* Goal
Starting at the line that contains "Note. One marker is placed on each instance of the aerial" and ending after the line that contains "[(90, 312), (25, 363), (113, 46), (89, 119)]", rewrite every one of those lines of the data, shifting each coordinate in the answer lists by -139.

* Material
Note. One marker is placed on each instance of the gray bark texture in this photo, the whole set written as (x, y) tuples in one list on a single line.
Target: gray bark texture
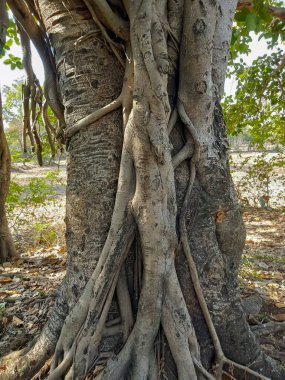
[(153, 227)]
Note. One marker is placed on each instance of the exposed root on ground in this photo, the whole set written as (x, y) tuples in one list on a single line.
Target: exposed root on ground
[(148, 205)]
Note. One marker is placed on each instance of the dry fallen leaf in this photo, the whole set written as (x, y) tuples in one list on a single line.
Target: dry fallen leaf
[(280, 305), (279, 317)]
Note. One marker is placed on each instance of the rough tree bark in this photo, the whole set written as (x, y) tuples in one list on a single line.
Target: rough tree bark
[(7, 248), (154, 232)]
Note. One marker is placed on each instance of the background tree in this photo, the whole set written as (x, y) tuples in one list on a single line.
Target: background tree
[(257, 108), (7, 249), (132, 291)]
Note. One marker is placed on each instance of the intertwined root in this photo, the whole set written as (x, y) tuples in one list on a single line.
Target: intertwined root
[(146, 201)]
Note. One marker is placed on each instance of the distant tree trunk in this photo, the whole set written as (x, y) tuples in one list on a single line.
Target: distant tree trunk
[(149, 195), (7, 248)]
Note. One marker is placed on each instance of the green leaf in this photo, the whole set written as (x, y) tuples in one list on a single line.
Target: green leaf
[(251, 21)]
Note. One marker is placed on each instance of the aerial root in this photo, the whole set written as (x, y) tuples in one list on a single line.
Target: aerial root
[(90, 312), (25, 363), (113, 46), (89, 119)]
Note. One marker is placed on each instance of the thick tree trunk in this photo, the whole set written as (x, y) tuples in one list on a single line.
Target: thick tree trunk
[(154, 329), (7, 249)]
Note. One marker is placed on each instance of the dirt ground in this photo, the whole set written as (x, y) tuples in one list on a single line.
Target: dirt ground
[(28, 285)]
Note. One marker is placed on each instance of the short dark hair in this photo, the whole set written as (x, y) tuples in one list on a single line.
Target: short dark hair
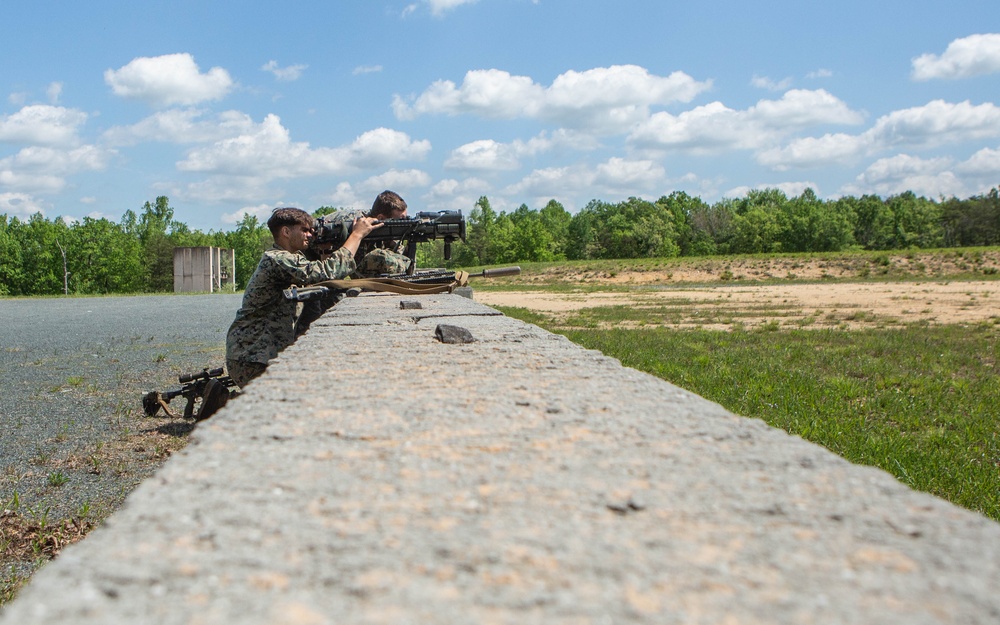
[(288, 216), (386, 202)]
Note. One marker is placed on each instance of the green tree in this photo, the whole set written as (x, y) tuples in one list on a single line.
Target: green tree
[(248, 242), (151, 227), (683, 208), (811, 225), (481, 232), (917, 221), (712, 227), (529, 239), (756, 230), (11, 256), (556, 219), (104, 258), (43, 271)]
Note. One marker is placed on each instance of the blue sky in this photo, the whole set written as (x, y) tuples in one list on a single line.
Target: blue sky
[(232, 108)]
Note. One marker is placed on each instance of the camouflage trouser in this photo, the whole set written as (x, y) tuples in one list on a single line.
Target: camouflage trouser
[(242, 371), (380, 261)]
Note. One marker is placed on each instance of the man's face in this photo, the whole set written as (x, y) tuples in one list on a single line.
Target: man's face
[(299, 237), (395, 213)]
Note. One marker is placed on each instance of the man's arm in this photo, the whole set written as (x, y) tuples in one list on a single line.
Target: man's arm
[(362, 226)]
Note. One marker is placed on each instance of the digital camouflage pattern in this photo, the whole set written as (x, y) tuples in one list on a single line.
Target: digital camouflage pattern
[(371, 260), (265, 323)]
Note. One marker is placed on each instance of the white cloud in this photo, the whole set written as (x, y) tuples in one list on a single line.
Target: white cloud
[(41, 124), (168, 80), (715, 127), (222, 189), (903, 172), (53, 92), (935, 124), (819, 73), (267, 152), (440, 7), (366, 69), (764, 82), (284, 74), (41, 169), (452, 194), (261, 211), (604, 99), (20, 205), (398, 180), (984, 164), (974, 55), (619, 175), (615, 177), (790, 189), (187, 125), (490, 155)]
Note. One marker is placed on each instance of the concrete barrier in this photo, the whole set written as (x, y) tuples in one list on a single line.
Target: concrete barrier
[(379, 475)]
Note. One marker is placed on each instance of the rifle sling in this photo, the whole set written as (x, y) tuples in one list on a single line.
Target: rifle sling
[(402, 287)]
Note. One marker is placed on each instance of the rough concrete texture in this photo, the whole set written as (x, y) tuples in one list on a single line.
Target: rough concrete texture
[(515, 479)]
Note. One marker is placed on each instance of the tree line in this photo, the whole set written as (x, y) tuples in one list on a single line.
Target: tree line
[(39, 256)]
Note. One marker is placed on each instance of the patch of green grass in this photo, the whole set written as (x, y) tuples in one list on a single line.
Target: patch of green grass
[(919, 401)]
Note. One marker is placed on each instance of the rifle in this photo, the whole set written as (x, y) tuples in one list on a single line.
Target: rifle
[(193, 388), (426, 280), (426, 226)]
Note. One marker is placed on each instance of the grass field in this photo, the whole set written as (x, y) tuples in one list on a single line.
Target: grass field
[(919, 400)]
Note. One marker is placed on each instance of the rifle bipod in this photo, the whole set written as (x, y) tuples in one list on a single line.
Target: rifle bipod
[(210, 389)]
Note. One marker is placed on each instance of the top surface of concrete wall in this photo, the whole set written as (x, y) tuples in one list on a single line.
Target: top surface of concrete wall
[(515, 479)]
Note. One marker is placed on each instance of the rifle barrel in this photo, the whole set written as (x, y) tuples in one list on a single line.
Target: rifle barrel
[(498, 272)]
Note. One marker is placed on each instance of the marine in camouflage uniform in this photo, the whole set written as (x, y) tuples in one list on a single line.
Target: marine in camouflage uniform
[(266, 322), (373, 259)]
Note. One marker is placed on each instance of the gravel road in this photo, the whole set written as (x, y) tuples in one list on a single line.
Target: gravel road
[(73, 371)]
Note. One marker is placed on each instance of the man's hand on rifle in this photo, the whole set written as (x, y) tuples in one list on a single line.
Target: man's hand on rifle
[(362, 226)]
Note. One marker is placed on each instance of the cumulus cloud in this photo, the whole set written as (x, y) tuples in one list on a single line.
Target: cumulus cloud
[(437, 7), (284, 74), (614, 177), (171, 79), (261, 211), (187, 125), (42, 124), (606, 99), (490, 155), (790, 189), (764, 82), (983, 164), (366, 69), (974, 55), (20, 205), (903, 172), (453, 194), (935, 124), (42, 169), (715, 127), (267, 152), (53, 92)]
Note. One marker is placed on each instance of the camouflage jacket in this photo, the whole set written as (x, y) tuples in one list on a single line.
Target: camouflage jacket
[(265, 323), (372, 258)]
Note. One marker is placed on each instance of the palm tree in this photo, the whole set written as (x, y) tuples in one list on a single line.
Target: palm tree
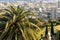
[(15, 25)]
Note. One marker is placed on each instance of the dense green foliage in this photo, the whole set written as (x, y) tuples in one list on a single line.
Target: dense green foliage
[(15, 25)]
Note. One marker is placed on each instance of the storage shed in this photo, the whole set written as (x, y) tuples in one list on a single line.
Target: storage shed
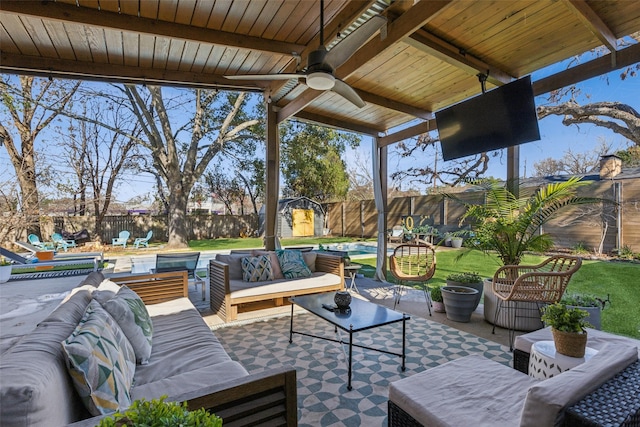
[(297, 217)]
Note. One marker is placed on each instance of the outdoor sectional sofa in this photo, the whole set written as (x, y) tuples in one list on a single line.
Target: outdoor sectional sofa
[(186, 362), (477, 391), (229, 291)]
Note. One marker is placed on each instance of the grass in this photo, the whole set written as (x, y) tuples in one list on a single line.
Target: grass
[(611, 280), (605, 279)]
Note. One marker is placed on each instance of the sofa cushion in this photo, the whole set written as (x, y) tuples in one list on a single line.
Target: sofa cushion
[(194, 379), (132, 316), (101, 362), (546, 400), (242, 289), (275, 264), (310, 260), (472, 388), (292, 264), (234, 261), (34, 378), (256, 269), (182, 342)]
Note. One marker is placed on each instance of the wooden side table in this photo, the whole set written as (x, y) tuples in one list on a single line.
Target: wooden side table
[(352, 270), (545, 362)]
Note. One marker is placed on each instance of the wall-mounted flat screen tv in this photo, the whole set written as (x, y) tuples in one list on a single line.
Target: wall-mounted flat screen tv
[(500, 118)]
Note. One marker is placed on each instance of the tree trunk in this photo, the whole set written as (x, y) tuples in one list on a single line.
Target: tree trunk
[(176, 220)]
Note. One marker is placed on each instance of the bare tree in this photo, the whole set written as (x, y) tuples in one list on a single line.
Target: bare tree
[(217, 119), (615, 116), (98, 155), (572, 163), (32, 104), (451, 174)]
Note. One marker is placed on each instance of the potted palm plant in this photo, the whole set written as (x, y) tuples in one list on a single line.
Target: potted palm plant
[(508, 225), (568, 326)]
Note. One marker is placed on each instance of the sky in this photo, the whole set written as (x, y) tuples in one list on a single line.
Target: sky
[(555, 140)]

* Complete output
Note. One marker is placed on each instance of the aerial root in this photo, the whole set written as (x, y) tuples in one list on a single line.
Target: aerial root
[(-49, 173), (-114, 224), (-26, -93), (-50, -20)]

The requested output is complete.